Task prompt: Find the line that contains "Return one point per instance of the pine tree in". Repeat that line and all lines following it, exactly, through the end of the listing below.

(Records from a point labeling set)
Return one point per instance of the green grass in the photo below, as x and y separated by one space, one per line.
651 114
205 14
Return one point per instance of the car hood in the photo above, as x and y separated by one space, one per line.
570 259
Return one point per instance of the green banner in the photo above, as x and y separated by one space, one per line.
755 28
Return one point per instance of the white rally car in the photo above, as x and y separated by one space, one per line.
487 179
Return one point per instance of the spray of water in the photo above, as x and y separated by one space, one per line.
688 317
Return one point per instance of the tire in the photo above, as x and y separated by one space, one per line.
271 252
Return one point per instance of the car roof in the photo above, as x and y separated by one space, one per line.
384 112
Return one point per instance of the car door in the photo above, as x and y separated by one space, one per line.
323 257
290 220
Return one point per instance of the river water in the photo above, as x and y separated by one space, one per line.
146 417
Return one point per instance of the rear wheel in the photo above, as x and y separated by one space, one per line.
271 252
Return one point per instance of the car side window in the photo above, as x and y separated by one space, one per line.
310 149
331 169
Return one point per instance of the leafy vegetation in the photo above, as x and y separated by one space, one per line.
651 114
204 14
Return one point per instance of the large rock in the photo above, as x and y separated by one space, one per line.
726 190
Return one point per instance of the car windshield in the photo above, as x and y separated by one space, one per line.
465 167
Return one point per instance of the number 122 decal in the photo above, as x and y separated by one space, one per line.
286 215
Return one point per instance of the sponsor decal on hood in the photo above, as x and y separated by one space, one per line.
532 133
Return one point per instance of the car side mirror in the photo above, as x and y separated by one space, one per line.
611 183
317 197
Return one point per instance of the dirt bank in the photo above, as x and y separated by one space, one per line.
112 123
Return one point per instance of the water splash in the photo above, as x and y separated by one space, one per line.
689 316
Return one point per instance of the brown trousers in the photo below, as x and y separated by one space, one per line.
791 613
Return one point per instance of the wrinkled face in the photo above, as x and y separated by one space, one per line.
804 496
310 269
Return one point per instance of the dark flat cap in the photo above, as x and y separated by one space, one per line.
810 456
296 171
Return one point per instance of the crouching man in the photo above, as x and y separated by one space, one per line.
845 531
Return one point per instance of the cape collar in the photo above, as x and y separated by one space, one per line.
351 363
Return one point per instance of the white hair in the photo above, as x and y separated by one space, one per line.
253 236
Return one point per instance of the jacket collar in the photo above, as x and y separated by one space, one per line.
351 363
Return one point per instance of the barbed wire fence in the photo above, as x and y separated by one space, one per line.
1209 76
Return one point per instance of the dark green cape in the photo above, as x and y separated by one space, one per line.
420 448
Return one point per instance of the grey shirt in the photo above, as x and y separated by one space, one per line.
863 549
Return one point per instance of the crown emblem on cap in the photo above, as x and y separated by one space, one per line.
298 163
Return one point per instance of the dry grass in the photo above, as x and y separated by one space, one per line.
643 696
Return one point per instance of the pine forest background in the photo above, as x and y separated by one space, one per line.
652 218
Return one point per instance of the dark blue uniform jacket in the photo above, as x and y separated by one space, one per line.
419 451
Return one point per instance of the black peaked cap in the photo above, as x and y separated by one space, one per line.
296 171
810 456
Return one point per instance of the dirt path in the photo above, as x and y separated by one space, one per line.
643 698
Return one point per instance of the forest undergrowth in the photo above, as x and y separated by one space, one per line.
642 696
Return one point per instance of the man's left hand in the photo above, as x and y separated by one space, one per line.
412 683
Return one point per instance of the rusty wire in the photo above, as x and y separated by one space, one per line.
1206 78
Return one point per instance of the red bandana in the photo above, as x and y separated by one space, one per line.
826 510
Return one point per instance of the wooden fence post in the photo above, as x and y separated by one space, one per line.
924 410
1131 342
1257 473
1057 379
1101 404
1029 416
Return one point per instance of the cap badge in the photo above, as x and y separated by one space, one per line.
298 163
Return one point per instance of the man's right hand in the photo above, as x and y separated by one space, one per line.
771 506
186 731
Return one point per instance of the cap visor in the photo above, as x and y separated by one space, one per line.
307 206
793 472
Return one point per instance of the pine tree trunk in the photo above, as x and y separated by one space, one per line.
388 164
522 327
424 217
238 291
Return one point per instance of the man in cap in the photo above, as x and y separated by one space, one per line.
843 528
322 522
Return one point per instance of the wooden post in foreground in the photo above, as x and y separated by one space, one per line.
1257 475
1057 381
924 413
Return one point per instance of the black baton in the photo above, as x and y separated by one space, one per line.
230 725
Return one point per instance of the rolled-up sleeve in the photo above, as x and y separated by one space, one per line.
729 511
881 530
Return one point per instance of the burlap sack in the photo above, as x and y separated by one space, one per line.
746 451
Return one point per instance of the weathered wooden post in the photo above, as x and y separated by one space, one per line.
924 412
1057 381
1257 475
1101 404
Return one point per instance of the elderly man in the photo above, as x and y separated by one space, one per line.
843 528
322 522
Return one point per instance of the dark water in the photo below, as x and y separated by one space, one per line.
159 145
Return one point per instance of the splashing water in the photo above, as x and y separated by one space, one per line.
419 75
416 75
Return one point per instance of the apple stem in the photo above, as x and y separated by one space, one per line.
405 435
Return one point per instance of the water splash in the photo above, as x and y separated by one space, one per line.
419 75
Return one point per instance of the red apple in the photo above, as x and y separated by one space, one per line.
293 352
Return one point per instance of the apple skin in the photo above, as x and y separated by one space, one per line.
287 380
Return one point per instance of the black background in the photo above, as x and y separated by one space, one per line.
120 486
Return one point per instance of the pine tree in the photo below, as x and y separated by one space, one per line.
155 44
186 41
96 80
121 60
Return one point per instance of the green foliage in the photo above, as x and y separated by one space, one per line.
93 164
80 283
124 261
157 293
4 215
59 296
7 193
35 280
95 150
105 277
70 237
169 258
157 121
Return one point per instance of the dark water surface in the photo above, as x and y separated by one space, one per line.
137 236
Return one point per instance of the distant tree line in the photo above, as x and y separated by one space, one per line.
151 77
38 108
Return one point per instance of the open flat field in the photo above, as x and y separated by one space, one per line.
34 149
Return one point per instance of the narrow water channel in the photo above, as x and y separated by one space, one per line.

Complete answer:
Return one point per instance of the pine tree in the photo below, as x and y separated by one space, one per line.
155 44
186 41
96 80
121 60
Return one point per instance of the green foliage in the photo above, as x and y separated by one space, one per line.
93 164
80 283
124 261
157 293
4 215
59 296
7 193
35 280
95 150
105 277
70 237
169 258
157 121
Return one point per instance of the dark water surface in the photo above, as x and y separated by one space, one per line.
137 236
Return one point per instance of the distant tree line in the photo above, as x and y separated by one space, one per line.
151 77
38 108
Return one point per instance of the open flat field in the photo above, as x and y separated by one space, one per line.
34 149
Return one point per instance of the narrow water channel in the photo above, as x and y separated by one space, one per line.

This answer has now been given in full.